- **Problem A**
In the blog post about grace below, what vehicle did the girl's father buy her after she wrecked her sports car?
- **Problem B**
Carry on the blog post about grace, picking up after its last sentence about Paul knowing the heart was harder to teach than the mind.

- **Document section**
begin

A first kiss at the end of a date is a burst of nervous excitement, but a man kissing the same woman every morning for forty years is something truly amazing.

There are many talented musicians in my church and it is much fun to hear them perform, but the incredible part of our musical worship is that we sing, in unity, the same words to the same God; and brothers and sisters throughout the world and history sing those same words (although different languages) to the same unchanging and faithful God.

A new song with a fun beat can give us a quick thrill. But there are songs that we have heard a thousand times and with every listen they only grow deeper in their meaning. For me it was worn out songs making up a three-cassette rotation that maintained sanity on the highway.

There is something of deep value in the same moon that lightens the night sky just as it did last night, and in another Saturday evening with the same friends and the same family, even when this occurs in Louisiana.

This is what I am learning now as I prepare for marriage. I must learn to appreciate the rhythm that God has created in my fiance and soon-to-be wife. And to see that it is God behind her fascinating, not mundane, sameness. I believe recognition of this in my heart will be the difference between a life that strives to be a fluid act of worship and a life filled with merely points of worship.

Monday, August 13, 2007

Spoiled Little Daddy's Girl

I am a spoiled snot-nosed daddy’s girl. Well, not literally, but I'll explain. I knew a girl who once got a sports car along with her driver’s permit. She thought she was entitled to it and she didn’t truly understand the freedom and blessing that came with the car. So she didn’t bother to learn how to operate the vehicle, or abide by the traffic laws or how to maneuver the city streets.

Within months she wrecked the car. It wasn’t totaled, but this justified her father into purchasing a newer and better vehicle. He bought her an SUV in order to make her safer and to place every other St. Paul driver in greater danger. She wrecked the SUV shortly after. This trend continued until she graduated high school and I never heard a word about her again. Even though she never learned how to drive and she abused the gifts she was given, her privilege of the freedom found within an automobile was never questioned.

I thought this girl was ridiculous and that she made a fool of her parents who continued to give to her in spite of her arrogance and ignorance. She knew what a car was and that she had one, but had no idea how to use that gift and what responsibilities it demanded from her.

Here I am, years older, and I am just now realizing how much I have in common with that girl. God has poured out abundant grace on me. He has pulled me from my path of destruction and given me the greatest fathomable gift: life with Him. I know that I have His compassion and grace and I can tell you what that means, but I have neglected to learn and deepen my understanding of that grace. I have taken it for granted. I have wrecked it repeatedly, but yet He gives even more.

I have understood grace with my mind, but not with my heart. If you want to know if someone understands grace in their mind, simply ask them what it means and you can know by their answer. If you want to know if someone understands grace in their heart, observe them. Their actions will show their understanding. How do they respond to sin? How do they respond to the grace they claim to know?

Do they repent, but still find themselves drawn in their previous sin which grace has wiped clean? If they do, they don’t have a deep enough understanding of grace in their heart.

I remember the first time I read Romans 6 about four years ago. I thought Paul was stating obvious facts and I wasn’t appropriately moved by what I read. Of course, we shouldn’t sin just because we are under grace! But Paul understood me better than I did. He was getting at something much deeper than an intellectual acknowledgement of grace and sin. He knew that the heart was more difficult to teach than the mind.

end

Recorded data

begin

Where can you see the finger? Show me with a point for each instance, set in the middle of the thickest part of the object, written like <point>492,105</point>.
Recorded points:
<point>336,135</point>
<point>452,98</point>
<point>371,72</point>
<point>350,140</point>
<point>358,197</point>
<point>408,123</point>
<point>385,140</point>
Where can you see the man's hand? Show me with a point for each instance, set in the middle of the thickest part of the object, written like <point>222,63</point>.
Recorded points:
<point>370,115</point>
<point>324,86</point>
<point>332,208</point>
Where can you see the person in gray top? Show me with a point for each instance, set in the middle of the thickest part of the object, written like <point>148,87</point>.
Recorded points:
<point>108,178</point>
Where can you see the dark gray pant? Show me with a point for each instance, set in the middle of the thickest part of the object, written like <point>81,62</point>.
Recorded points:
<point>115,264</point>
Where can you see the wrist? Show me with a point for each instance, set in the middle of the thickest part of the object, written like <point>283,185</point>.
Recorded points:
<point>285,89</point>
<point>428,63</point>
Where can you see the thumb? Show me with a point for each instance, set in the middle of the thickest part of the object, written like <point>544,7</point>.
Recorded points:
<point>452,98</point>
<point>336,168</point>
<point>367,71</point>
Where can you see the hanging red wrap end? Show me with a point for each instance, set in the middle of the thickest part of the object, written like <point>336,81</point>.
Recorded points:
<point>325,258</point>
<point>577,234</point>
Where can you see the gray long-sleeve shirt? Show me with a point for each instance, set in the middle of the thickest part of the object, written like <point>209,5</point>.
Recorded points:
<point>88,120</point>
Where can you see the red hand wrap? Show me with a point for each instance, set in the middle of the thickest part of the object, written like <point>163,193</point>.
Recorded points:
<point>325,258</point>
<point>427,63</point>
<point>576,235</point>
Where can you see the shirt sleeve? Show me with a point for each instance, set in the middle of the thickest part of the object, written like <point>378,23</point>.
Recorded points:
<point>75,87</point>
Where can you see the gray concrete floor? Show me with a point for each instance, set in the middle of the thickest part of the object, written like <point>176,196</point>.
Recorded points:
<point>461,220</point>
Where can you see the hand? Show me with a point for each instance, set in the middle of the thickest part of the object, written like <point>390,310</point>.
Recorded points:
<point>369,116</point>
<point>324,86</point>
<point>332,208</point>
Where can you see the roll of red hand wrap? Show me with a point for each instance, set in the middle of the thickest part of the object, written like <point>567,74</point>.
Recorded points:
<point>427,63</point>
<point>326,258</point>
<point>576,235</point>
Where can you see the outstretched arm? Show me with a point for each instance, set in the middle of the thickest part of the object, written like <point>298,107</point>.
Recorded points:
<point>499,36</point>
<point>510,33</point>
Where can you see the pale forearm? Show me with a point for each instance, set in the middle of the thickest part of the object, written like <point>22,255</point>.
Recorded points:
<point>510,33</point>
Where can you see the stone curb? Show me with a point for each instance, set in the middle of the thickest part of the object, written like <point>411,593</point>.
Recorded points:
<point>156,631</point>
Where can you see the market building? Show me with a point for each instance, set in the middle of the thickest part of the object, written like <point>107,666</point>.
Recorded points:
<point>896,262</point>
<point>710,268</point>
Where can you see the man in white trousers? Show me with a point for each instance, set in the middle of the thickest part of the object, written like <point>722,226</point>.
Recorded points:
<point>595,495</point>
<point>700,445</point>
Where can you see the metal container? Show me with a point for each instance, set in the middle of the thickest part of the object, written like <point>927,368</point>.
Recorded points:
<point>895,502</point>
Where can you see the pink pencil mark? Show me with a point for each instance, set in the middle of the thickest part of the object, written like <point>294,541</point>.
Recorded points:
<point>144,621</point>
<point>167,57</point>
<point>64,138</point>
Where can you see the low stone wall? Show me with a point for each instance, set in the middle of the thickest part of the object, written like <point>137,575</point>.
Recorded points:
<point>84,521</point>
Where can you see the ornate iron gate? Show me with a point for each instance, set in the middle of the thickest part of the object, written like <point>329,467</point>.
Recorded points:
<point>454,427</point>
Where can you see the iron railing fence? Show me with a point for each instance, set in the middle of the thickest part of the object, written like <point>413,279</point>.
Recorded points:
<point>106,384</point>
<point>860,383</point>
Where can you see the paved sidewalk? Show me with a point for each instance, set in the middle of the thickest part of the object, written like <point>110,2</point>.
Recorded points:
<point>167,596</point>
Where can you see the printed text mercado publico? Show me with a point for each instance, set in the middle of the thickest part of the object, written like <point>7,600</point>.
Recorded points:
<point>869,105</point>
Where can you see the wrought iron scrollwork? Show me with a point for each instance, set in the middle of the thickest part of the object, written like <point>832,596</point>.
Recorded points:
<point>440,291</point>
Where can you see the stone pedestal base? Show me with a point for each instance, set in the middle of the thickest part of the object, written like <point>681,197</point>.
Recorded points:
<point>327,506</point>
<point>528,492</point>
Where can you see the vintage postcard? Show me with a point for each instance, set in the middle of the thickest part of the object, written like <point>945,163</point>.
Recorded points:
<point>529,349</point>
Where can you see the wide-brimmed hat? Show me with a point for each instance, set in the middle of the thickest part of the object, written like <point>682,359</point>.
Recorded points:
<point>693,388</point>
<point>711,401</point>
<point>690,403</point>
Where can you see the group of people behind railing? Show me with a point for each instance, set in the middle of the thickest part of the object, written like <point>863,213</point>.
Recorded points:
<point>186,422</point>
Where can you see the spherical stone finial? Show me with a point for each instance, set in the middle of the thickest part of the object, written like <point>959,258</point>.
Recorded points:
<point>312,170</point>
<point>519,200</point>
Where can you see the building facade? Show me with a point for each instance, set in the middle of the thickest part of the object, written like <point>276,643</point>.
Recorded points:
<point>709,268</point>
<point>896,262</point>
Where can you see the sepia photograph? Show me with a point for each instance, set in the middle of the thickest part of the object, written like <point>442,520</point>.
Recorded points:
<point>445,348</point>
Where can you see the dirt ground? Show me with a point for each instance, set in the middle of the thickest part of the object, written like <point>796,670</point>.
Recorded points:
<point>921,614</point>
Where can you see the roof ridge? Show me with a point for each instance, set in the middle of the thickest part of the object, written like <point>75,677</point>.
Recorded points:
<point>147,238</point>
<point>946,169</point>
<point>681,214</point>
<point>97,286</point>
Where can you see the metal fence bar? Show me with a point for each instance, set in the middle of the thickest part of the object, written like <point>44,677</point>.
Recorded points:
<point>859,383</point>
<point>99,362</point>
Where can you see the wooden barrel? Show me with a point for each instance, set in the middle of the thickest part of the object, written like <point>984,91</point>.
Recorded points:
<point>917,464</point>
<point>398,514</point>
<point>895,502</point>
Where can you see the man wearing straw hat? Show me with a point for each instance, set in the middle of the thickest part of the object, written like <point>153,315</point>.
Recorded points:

end

- **Final answer A**
An SUV.

- **Final answer B**
I have abused God’s grace with frightening alacrity. I have spit upon the gifts he has poured upon me. My actions prove that I don’t understand grace the way I should, because my response has not been to love God in gratitude. My response has been to take that grace and celebrate my freedom by abusing it, much in the same way the teenage girl did with the cars her dad gave her.

But God is not some wealthy neglectful father. He wants us to understand His gift and He has given us His word for that purpose. He wants us to use that gift in a way that others will see and then turn to Him for the same gift. Our actions will evidence our understanding of grace and sin, and my actions have indicted me.

Monday, July 30, 2007

Oh Colorado!

I'm posting my photos from the Hermit Basin retreat with Skillman Bible Church. My fiance and my youngest sister came along. Beautiful weather, beautiful mountains and two beautiful women. What a week!

I discovered it's much easier for me to worship in Colorado. I'm trying to figure out how to view Dallas in the same light...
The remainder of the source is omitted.